- _PROBLEM TO SOLVE_: Copy the lines from the one with "on the building" through the end of the entries, swapping "Query" for "Label" and keeping everything else the same. Leave the pictures out.

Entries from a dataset
※

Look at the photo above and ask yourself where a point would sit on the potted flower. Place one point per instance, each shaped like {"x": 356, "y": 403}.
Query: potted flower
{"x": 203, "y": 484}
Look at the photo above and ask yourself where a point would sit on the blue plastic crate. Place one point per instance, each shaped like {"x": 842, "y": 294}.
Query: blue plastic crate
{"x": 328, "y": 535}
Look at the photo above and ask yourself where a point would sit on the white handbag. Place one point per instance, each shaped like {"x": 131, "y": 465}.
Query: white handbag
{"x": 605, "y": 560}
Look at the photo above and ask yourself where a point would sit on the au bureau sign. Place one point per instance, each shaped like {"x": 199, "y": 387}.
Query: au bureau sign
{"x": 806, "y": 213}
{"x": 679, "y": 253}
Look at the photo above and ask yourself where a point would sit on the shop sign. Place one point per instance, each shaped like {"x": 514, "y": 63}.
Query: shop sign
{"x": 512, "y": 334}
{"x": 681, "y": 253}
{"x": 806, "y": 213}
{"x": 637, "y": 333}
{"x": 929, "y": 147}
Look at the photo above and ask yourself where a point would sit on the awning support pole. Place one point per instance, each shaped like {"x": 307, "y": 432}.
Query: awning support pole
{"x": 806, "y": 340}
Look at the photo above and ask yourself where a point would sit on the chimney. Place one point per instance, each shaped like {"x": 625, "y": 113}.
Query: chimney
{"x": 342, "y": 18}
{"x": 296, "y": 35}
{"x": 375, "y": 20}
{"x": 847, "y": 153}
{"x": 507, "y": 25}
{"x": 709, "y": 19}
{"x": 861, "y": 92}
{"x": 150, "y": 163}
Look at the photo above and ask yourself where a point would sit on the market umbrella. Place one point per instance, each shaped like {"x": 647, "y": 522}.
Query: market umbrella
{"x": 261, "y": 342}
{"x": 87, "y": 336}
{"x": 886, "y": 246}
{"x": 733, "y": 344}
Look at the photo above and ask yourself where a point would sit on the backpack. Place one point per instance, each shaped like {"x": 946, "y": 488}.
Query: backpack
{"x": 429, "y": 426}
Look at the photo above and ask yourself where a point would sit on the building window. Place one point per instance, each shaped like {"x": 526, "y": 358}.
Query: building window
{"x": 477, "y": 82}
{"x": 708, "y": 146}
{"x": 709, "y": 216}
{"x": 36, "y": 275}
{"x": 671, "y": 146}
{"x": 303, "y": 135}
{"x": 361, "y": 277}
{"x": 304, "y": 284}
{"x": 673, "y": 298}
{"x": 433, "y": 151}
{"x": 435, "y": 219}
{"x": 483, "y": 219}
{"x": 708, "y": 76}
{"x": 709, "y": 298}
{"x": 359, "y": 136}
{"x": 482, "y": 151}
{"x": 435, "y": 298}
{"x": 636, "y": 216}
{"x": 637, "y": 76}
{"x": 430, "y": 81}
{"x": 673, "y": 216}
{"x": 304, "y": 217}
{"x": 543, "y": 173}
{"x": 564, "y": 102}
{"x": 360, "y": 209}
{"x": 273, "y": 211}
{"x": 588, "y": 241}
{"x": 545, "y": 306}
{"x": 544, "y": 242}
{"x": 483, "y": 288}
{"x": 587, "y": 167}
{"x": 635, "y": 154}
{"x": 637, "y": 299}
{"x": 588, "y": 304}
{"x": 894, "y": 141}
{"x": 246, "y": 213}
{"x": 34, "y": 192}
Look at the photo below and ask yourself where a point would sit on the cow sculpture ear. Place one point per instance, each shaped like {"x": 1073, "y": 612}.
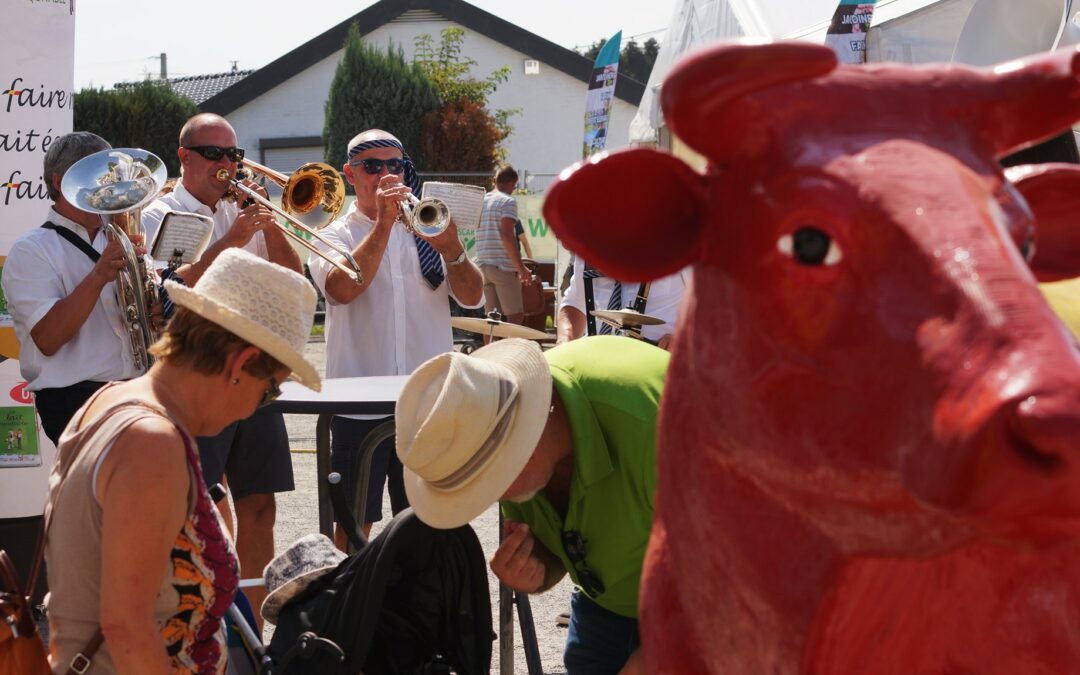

※

- _RESULT OF THE EXERCISE_:
Look at the photo above and ask yourself where a point would sit on the building window. Place one point per instance, each shaped like {"x": 526, "y": 358}.
Label: building window
{"x": 477, "y": 82}
{"x": 708, "y": 146}
{"x": 709, "y": 216}
{"x": 36, "y": 275}
{"x": 671, "y": 146}
{"x": 303, "y": 135}
{"x": 361, "y": 277}
{"x": 304, "y": 284}
{"x": 673, "y": 298}
{"x": 433, "y": 151}
{"x": 435, "y": 219}
{"x": 483, "y": 219}
{"x": 708, "y": 76}
{"x": 709, "y": 298}
{"x": 359, "y": 136}
{"x": 482, "y": 151}
{"x": 435, "y": 298}
{"x": 636, "y": 216}
{"x": 637, "y": 76}
{"x": 430, "y": 81}
{"x": 673, "y": 216}
{"x": 304, "y": 217}
{"x": 543, "y": 173}
{"x": 564, "y": 102}
{"x": 360, "y": 209}
{"x": 273, "y": 211}
{"x": 588, "y": 241}
{"x": 545, "y": 306}
{"x": 544, "y": 242}
{"x": 483, "y": 288}
{"x": 587, "y": 167}
{"x": 635, "y": 154}
{"x": 637, "y": 299}
{"x": 588, "y": 304}
{"x": 894, "y": 141}
{"x": 246, "y": 213}
{"x": 34, "y": 192}
Look at the photo below and ask yourself where a point would sit on the cow sculpture ear. Place one point per instance, each shaped like {"x": 1073, "y": 612}.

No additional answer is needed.